United States (US) officials have interviewed white South Africans (SA) seeking refugee status about their troubles with land disputes, crime and perceived racism, while refugees from other countries are being deported or barred from the US.

Some of the SA applicants have taken part in a first round of interviews in Pretoria, three of them told Reuters, describing positive encounters with US officials who seemed well disposed towards them and their accounts of persecution.

More than 30 applicants have already been approved, according to a person familiar with the matter.

"The staff at the embassy were exceptionally friendly," said Mark, a SA farmer who did not wish his family name to be published as the process is confidential. "I could feel they had empathy."

The US administration and embassy in Pretoria declined to comment or give numbers of interviews and approvals.

US President Donald Trump issued a February 7 executive order that called for the US to resettle Afrikaner refugees. It said Afrikaners, who are descendants of mostly Dutch early settlers, were "victims of unjust racial discrimination".

The order came after Trump had suspended all US refugee admissions, citing security and cost concerns. Thousands of Afghans, Congolese and others fleeing conflict were blocked after they had been vetted and cleared.

(Raw records)
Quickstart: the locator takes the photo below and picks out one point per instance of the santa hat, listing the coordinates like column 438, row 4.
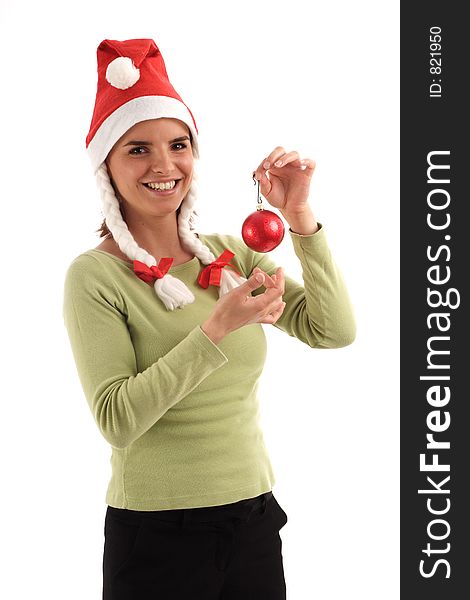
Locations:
column 133, row 86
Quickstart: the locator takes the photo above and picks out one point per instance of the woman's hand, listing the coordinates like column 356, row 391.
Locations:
column 238, row 307
column 285, row 183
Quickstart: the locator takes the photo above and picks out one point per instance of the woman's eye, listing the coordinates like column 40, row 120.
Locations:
column 137, row 150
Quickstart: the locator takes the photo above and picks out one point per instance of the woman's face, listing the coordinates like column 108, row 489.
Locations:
column 149, row 154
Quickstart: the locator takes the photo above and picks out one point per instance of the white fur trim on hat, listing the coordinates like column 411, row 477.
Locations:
column 126, row 116
column 122, row 73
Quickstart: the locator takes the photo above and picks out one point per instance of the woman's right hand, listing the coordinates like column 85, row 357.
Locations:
column 238, row 307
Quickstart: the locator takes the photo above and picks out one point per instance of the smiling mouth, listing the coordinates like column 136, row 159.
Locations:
column 163, row 186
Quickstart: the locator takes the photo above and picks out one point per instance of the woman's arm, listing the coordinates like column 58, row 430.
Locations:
column 124, row 402
column 319, row 313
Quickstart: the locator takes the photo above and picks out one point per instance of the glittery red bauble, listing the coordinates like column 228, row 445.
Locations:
column 262, row 231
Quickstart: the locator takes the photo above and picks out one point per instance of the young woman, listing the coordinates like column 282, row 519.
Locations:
column 165, row 328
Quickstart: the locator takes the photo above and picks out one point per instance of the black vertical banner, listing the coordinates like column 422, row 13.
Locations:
column 435, row 268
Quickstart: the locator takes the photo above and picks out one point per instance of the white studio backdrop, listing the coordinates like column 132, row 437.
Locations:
column 317, row 77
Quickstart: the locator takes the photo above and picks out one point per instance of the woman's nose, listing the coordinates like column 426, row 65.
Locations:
column 161, row 163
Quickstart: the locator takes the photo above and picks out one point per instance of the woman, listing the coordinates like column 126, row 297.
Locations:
column 165, row 327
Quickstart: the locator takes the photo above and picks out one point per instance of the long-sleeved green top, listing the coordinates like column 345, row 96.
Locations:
column 181, row 412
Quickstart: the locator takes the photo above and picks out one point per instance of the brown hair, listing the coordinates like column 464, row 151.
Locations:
column 104, row 231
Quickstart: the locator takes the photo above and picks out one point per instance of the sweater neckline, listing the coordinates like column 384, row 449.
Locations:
column 180, row 267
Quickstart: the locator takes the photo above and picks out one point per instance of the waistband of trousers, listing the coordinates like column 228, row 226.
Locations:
column 239, row 510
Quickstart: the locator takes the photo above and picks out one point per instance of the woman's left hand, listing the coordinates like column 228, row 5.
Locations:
column 287, row 187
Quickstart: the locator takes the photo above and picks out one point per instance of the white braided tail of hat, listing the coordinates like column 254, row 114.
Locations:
column 172, row 291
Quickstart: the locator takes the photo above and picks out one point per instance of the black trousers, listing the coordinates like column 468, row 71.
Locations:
column 229, row 552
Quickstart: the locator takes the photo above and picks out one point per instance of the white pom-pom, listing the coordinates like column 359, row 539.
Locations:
column 121, row 73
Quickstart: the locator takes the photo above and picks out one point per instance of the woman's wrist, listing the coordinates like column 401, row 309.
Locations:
column 302, row 223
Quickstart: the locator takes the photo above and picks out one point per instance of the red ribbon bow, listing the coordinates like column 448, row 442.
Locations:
column 211, row 274
column 149, row 274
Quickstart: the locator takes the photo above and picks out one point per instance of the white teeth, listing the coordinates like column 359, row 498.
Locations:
column 169, row 185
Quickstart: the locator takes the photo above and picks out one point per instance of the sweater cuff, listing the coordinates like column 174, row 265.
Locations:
column 207, row 347
column 315, row 242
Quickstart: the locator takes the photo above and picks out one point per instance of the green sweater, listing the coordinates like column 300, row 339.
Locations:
column 180, row 412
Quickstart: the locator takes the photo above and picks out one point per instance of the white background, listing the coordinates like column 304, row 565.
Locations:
column 318, row 77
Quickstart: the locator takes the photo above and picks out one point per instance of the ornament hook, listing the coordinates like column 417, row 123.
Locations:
column 259, row 200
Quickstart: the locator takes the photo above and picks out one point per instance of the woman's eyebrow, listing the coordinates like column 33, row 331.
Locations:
column 140, row 143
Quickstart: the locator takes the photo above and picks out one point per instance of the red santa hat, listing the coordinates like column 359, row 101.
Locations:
column 133, row 86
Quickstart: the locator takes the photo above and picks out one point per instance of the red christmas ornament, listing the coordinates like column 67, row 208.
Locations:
column 263, row 230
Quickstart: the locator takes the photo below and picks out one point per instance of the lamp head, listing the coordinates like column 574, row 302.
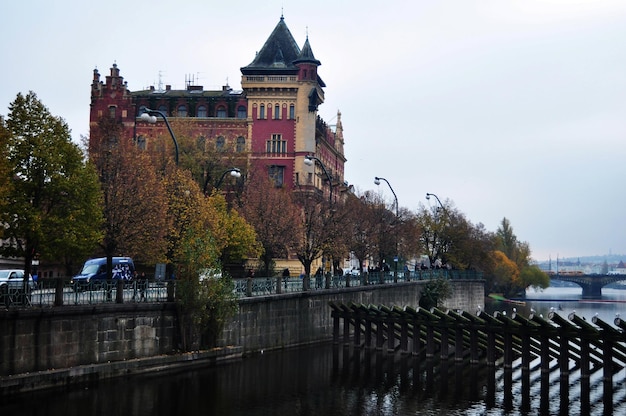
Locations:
column 147, row 118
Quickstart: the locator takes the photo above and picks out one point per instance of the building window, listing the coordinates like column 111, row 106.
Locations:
column 277, row 175
column 277, row 145
column 241, row 144
column 141, row 142
column 201, row 143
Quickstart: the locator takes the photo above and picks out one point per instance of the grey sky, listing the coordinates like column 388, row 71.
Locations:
column 510, row 109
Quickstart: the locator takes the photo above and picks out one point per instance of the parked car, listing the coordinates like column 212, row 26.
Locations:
column 13, row 280
column 94, row 272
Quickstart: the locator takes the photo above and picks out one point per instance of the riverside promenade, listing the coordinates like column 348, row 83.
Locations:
column 53, row 346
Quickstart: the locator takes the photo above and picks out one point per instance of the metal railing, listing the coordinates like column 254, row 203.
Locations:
column 263, row 286
column 59, row 292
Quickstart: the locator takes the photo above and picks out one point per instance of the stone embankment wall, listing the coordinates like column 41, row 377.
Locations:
column 42, row 339
column 302, row 318
column 73, row 337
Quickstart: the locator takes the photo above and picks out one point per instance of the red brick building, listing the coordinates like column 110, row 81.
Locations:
column 272, row 122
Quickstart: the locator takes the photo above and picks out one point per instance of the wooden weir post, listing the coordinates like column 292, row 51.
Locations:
column 477, row 324
column 357, row 312
column 610, row 336
column 461, row 329
column 417, row 322
column 587, row 333
column 336, row 315
column 389, row 323
column 347, row 315
column 492, row 326
column 565, row 332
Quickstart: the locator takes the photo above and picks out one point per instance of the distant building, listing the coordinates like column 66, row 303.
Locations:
column 270, row 126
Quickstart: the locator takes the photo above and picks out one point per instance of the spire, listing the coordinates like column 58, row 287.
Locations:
column 279, row 48
column 306, row 55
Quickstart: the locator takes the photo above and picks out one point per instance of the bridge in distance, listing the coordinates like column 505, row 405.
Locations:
column 592, row 284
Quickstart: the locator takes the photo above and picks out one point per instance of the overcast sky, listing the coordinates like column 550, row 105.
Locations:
column 505, row 108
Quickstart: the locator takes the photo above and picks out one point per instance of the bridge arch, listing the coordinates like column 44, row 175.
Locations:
column 591, row 284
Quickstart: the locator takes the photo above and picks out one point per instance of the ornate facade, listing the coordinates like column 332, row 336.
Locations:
column 272, row 123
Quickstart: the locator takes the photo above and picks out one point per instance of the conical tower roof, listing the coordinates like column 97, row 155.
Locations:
column 306, row 55
column 279, row 52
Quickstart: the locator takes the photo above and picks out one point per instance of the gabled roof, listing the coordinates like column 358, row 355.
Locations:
column 280, row 53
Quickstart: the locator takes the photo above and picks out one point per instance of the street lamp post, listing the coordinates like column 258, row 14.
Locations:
column 234, row 172
column 149, row 116
column 377, row 180
column 428, row 195
column 310, row 161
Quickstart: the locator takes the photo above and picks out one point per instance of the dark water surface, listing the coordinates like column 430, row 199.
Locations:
column 331, row 380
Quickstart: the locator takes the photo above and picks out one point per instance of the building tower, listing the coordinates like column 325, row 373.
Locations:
column 284, row 90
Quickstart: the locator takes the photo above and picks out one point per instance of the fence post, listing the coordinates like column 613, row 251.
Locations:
column 119, row 293
column 58, row 292
column 249, row 286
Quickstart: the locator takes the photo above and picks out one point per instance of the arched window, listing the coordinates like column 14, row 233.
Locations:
column 241, row 144
column 201, row 143
column 141, row 142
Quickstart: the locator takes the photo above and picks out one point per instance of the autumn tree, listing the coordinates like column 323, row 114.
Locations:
column 505, row 276
column 315, row 219
column 135, row 202
column 205, row 224
column 52, row 207
column 5, row 168
column 275, row 217
column 519, row 252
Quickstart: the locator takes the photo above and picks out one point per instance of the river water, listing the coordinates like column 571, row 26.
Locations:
column 328, row 380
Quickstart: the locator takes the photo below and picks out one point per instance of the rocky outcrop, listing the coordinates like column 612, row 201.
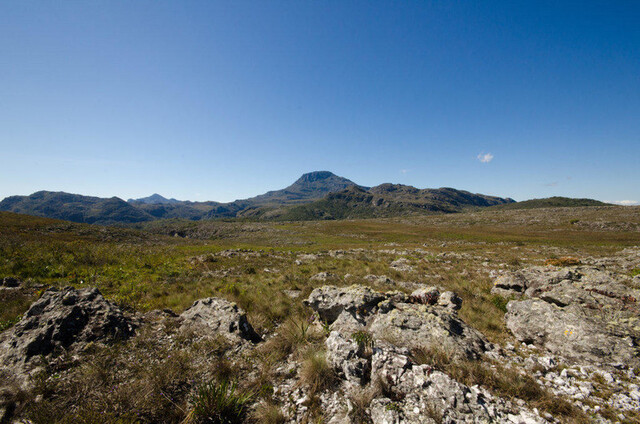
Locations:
column 426, row 318
column 62, row 321
column 371, row 347
column 584, row 314
column 219, row 316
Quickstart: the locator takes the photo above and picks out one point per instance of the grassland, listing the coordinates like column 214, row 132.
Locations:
column 169, row 264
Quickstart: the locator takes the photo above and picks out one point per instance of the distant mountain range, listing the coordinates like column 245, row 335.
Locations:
column 316, row 195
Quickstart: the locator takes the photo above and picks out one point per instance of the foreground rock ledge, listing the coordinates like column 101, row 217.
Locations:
column 583, row 314
column 62, row 320
column 372, row 336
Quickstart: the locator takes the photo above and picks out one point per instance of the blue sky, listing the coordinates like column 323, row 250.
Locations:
column 206, row 100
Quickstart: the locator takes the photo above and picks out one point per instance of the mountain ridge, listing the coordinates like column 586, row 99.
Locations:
column 314, row 195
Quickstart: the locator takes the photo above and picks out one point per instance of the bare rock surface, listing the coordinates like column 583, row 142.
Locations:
column 370, row 345
column 214, row 316
column 584, row 313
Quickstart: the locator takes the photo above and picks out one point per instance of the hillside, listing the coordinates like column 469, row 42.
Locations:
column 315, row 195
column 388, row 200
column 154, row 199
column 552, row 202
column 75, row 207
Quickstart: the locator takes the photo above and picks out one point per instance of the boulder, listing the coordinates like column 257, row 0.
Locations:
column 568, row 332
column 584, row 314
column 219, row 316
column 63, row 320
column 330, row 301
column 417, row 326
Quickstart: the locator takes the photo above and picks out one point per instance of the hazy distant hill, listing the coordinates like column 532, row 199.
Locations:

* Work to complete
1) Decide whether each statement below agrees with the article about white South African refugee applicants, answering yes or no and quoting the words of the article that settle it: (a) More than 30 applicants have already been approved. (b) The US embassy in Pretoria gave the number of interviews held. (c) The executive order on Afrikaner refugees was issued on February 7.
2) Quote the article about white South African refugee applicants from "The US administration" to "vetted and cleared.".

* Written responses
1)
(a) Yes: "More than 30 applicants have already been approved, according to a person familiar with the matter."
(b) No: "The US administration and embassy in Pretoria declined to comment or give numbers of interviews and approvals."
(c) Yes: "US President Donald Trump issued a February 7 executive order that called for the US to resettle Afrikaner refugees."

2)
The US administration and embassy in Pretoria declined to comment or give numbers of interviews and approvals.

US President Donald Trump issued a February 7 executive order that called for the US to resettle Afrikaner refugees. It said Afrikaners, who are descendants of mostly Dutch early settlers, were "victims of unjust racial discrimination".

The order came after Trump had suspended all US refugee admissions, citing security and cost concerns. Thousands of Afghans, Congolese and others fleeing conflict were blocked after they had been vetted and cleared.